[TO DO] Pull out each line in the items below that contains the word "knot".
"""
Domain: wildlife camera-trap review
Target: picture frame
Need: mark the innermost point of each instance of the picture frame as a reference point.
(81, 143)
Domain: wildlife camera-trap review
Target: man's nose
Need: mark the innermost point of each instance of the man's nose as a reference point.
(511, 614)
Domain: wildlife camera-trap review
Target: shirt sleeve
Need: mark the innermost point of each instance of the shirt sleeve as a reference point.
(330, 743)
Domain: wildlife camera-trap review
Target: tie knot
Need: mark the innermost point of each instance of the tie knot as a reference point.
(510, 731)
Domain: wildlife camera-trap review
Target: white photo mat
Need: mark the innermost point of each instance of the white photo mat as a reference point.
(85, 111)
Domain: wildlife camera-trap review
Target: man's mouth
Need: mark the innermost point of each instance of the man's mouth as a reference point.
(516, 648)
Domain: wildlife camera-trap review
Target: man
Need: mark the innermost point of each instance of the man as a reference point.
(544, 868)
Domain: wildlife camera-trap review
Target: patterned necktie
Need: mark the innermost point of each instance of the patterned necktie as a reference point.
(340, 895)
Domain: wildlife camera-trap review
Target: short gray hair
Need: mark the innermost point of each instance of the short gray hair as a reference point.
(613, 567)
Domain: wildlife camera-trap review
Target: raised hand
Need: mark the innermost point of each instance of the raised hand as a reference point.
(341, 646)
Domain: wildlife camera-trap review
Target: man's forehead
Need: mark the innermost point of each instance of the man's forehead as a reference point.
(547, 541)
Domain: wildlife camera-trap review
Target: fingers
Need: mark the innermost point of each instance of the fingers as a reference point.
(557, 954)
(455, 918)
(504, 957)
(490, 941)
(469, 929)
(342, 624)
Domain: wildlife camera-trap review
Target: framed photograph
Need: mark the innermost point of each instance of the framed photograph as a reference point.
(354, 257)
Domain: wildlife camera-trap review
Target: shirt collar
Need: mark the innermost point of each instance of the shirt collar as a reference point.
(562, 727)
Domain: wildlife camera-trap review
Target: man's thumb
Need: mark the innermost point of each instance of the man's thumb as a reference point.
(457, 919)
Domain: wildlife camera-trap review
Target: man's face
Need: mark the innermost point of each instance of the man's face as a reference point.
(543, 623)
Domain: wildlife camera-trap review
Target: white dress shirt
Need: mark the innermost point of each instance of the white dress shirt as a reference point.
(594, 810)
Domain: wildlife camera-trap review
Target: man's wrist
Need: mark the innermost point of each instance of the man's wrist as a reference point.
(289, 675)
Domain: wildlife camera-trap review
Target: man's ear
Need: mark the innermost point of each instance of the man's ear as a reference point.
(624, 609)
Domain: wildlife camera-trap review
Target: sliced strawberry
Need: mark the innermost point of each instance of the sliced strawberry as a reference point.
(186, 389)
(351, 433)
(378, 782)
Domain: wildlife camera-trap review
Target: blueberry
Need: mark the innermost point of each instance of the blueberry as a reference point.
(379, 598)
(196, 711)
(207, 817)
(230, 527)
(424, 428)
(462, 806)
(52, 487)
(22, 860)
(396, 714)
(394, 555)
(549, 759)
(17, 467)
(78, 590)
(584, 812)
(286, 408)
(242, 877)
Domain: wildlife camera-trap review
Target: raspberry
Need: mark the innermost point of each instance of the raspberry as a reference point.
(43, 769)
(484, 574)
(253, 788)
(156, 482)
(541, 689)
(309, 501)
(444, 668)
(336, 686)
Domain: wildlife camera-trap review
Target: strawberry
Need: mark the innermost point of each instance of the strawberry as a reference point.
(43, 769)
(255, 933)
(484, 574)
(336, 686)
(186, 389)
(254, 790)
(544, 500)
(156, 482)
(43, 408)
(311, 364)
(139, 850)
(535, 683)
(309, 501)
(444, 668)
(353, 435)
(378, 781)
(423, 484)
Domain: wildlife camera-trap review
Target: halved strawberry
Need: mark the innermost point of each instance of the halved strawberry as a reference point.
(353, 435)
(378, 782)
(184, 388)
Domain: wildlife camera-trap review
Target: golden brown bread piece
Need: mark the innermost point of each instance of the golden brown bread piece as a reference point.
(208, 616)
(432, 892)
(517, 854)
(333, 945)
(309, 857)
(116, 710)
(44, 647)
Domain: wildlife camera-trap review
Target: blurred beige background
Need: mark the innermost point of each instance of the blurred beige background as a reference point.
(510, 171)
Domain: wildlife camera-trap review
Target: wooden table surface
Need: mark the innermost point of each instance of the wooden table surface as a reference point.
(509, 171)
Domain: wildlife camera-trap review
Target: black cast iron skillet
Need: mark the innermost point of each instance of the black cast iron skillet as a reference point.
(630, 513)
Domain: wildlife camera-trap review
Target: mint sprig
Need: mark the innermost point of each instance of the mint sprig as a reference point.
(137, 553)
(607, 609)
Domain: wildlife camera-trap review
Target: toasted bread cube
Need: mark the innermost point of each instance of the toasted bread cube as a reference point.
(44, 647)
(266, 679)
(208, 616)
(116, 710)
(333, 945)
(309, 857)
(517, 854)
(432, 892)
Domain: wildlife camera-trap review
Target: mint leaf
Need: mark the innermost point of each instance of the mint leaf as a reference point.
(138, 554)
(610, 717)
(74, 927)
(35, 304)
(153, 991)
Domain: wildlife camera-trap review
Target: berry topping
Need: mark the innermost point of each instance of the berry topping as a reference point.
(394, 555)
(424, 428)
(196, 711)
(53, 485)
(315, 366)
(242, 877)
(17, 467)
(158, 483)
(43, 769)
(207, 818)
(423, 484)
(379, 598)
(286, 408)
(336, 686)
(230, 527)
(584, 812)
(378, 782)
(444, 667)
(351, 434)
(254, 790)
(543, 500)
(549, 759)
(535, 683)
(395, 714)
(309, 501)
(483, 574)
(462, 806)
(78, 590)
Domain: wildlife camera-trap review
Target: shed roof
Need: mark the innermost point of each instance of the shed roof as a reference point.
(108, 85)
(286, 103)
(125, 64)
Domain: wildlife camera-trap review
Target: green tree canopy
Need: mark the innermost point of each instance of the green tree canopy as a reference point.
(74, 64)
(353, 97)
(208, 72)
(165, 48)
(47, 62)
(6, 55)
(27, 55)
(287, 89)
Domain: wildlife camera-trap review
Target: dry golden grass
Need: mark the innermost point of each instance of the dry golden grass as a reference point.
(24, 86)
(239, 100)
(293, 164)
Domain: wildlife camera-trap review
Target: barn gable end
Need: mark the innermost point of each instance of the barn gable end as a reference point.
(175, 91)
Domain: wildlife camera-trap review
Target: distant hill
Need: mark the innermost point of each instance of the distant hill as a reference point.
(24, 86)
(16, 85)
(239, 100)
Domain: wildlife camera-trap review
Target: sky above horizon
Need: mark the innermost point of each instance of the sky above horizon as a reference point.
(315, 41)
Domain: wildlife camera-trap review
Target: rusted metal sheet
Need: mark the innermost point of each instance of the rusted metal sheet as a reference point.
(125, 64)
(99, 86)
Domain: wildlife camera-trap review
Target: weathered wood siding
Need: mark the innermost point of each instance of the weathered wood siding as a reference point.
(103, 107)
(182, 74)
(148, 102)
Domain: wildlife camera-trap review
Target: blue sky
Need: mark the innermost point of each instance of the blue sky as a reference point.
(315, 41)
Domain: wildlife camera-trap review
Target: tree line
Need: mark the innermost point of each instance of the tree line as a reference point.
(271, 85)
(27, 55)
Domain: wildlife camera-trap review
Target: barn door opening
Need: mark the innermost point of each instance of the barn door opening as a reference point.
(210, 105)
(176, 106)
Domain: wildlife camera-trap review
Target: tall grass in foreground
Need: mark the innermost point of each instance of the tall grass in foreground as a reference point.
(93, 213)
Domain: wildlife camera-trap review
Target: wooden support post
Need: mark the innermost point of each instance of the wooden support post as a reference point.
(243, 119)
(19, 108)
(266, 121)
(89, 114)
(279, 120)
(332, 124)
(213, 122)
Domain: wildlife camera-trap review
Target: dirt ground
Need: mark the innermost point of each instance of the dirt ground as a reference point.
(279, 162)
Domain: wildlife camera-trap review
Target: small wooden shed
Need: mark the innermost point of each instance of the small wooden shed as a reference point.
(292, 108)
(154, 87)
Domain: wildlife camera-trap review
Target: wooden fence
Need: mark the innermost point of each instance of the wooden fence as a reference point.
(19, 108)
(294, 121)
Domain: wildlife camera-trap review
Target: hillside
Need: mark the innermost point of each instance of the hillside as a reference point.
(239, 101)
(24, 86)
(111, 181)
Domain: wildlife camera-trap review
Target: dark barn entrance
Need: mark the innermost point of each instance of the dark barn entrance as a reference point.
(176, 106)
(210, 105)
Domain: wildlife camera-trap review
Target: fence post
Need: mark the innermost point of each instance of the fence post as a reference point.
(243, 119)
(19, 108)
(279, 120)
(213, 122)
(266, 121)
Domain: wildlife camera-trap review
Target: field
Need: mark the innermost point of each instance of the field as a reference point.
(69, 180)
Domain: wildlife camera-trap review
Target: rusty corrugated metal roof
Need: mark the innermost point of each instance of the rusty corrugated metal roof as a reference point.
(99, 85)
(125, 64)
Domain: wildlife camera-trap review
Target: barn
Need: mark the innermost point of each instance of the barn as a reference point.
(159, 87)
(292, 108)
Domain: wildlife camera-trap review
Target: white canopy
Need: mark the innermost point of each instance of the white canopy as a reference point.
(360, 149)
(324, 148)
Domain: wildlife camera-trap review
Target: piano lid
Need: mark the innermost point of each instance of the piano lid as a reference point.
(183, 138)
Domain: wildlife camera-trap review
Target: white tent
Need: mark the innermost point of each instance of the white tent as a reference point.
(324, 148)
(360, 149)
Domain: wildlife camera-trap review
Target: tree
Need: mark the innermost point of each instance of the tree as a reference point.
"""
[RESPONSE TO THIS EXERCISE]
Target: tie knot
Need: mark the innermost point of each instance of the tie knot as a reference point.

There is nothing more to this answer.